> **Information supplied**
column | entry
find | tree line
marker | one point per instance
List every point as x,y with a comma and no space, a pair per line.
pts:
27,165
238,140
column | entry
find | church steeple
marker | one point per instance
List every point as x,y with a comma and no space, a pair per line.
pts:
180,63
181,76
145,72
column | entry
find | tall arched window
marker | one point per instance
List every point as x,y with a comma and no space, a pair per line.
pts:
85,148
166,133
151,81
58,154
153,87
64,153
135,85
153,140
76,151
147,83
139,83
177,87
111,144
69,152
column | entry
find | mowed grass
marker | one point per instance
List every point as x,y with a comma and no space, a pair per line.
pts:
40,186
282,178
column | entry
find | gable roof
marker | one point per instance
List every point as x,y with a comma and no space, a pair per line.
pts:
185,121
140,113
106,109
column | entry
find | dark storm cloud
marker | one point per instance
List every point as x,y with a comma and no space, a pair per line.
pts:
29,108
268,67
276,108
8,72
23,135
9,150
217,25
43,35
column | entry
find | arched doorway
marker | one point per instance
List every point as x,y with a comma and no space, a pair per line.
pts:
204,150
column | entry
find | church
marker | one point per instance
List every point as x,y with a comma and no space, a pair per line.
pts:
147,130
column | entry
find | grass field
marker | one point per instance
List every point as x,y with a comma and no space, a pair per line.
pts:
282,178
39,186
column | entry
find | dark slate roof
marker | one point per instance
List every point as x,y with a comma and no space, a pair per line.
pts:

> **Exercise prompt**
Can you reproduce the entire listing above, line for line, with nothing changed?

> **Reply to the task**
column | entry
find | tree line
marker | one point per instance
List every point as x,y with a comma and no space, a pair per line.
pts:
27,165
238,140
column | entry
find | church steeple
marker | one point per instance
List every point as x,y with a comma and no space, a pair per line.
pts:
180,63
181,76
145,72
column | entry
find | tall arched window
marker | one point per instance
List every point as x,y with a comma and no space, a pair per line.
pts:
85,148
166,133
151,81
58,154
153,87
64,153
135,85
153,140
76,151
147,83
139,83
177,87
111,144
69,152
column | entry
find | mowed grass
marker | one point per instance
List every point as x,y with a comma and no space, a pair per line.
pts:
40,186
282,178
column | entry
find | gable roof
marker | one point per instance
List every point as x,y with a comma and no space, a pair per line.
pts:
185,121
140,113
106,109
column | entry
find | dark storm cloud
marker | one point per instance
List every point as x,y with a comma and no space, a pair per line.
pts:
29,108
268,67
276,108
8,72
23,135
9,150
217,25
43,35
column | entry
find | arched doorway
marker | one point per instance
List every point as x,y with a comma and no space, a pair per line.
pts:
204,150
column | entry
find | church
marker | one point per instance
List every point as x,y with a comma and no space, a pair per line.
pts:
147,130
column | entry
find | grass field
marker | one point per instance
List every point as x,y with a comma and no space, a pair per line.
pts:
282,178
39,186
column | entry
find | dark slate roof
marker | one point per instance
List every point as x,y with a comma and no space, a pair per line.
pts:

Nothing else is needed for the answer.